TA CONSIGNE: Poursuis le texte fourni plus bas, un journal intime qui parle d'une nouvelle coiffure puis d'un trajet en bus de nuit, en reprenant juste après sa dernière phrase.

Fin m'a natté les cheveux comme je lui avais demandé. Puis j'ai pris ses ciseaux, suis allée devant le miroir de la cuisine et j'ai coupé tout ce qui dépassait des tresses. Elle m'a proposé de raser assez long, mais je n'avais pas envie que ça fasse propre. Elle a préparé un mélange, l'a appliqué sur mes cheveux... je lui ai fait une décoloration + teinture rouge. Plus tard, lorsqu'elle est partie se coucher, je suis restée longtemps devant le miroir à observer cette jeune femme aux cheveux courts et blonds.

Amusant comme les changements de vie s'accompagnent souvent d'un changement de coiffure chez moi.

Je me sens forte. Je me sens belle. Je me sens capable de dévorer la lune.

jeudi 23 février 2006

Transit

La petite lumière rouge indique 22:22. Björk chante "I'm strong in his hands" dans mes oreilles, et sa voix résonne et les harpes aussi. Le paysage défile, mais il fait noir et je ne vois que les phares. Je sens encore la peau douce de sa peau sur mes lèvres, j'entends déjà les rires de Ash lorsque nous nous retrouverons. Je songe à la beauté de ma vie nomade, aux morceaux de moi que j'offre au vent et à ceux qui se font écorcher aux passages. Je souris des découvertes merveileuses, inattendues que j'ai faites, et je sais que la douleur n'est pas grave.

Je pense à l'an dernier, tous ces gens qui avaient chanté pour moi au petit-dejeuner ; je pense à l'année d'avant, le texte écrit dans un hacklab de Rennes ; l'année d'avant, une fête à Villejuif et les fleurs recues de Jonathan.

J'étais triste aujourd'hui, de ne pas avoir recu de mails et d'être loin de celleux que j'aime. Mais elle m'a dit que je lui avais manqué, et m'a offert un joli paquet de gourmandises pour le trajet - avec une carte représentant une sorcière vêtue de violet et jaune.

Oh, et puis de toutes facons c'est chiant d'organiser des fêtes.

Je suis dans le bus. J'ai vingt-quatre ans.

LISTE DES FICHES:
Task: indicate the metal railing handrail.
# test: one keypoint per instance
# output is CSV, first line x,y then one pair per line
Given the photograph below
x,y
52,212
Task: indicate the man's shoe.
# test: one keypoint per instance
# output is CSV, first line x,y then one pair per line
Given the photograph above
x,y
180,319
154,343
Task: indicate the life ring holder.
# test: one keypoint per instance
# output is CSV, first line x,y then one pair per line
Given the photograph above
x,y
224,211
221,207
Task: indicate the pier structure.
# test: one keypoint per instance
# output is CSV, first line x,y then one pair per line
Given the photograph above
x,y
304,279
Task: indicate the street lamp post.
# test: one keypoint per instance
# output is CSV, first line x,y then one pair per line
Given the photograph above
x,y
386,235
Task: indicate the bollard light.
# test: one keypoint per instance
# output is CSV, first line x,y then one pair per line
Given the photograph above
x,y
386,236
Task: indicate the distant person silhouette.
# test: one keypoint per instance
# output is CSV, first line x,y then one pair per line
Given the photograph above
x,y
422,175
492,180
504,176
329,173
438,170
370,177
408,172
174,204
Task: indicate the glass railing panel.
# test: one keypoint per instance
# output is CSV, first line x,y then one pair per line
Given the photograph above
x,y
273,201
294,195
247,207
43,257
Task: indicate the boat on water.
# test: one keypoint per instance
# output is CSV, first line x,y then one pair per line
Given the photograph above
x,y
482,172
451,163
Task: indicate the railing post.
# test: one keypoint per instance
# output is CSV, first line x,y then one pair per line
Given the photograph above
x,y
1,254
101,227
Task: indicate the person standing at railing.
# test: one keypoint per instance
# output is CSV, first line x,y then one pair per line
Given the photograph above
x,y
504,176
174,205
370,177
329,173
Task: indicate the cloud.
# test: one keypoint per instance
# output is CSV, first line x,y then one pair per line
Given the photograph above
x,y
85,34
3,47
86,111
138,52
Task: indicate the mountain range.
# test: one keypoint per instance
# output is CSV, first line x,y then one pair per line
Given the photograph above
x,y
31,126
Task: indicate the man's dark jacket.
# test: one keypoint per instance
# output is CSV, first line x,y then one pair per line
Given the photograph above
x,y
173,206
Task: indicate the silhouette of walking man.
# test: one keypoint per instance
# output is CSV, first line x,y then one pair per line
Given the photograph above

RÉSULTAT OBTENU:
dimanche 19 février 2006

Clichés détournés

Je n'ai toujours pas visité le château, alors que mon séjour s'est prolongé. Par contre, j'ai eu droit à une découverte assez particulière de la ville... un bar autogéré dont la déco me rappelle la maison, avec de la bouffe vegan ; un bar gothique (le "Jekyll & Hyde") dont les vitrines garnies de squelettes et autres fioles mystérieuses sont absolument fantastiques, et la musique parfaite pour danser. Un bar tenu par un couple gay dont l'un est français, où se déroulait une soirée "Absolutely Dragulous" dont les travesties m'ont chaleureusement accueillie, et lorsqu'on m'a fait des compliments sur ma tenue je n'ai pas précisé que celle celle de Tiph - puisqu'elles ne la connaissent qu'en Steven. Quelques heures à Violate, une soirée SM mensuelle dans un donjon bien équipé, avec des vêtements - ou leur absence - hum... j''étais nettement plus habillée que la moyenne (je retiens que danser avec des New Rock, c'est pas forcément une bonne idée).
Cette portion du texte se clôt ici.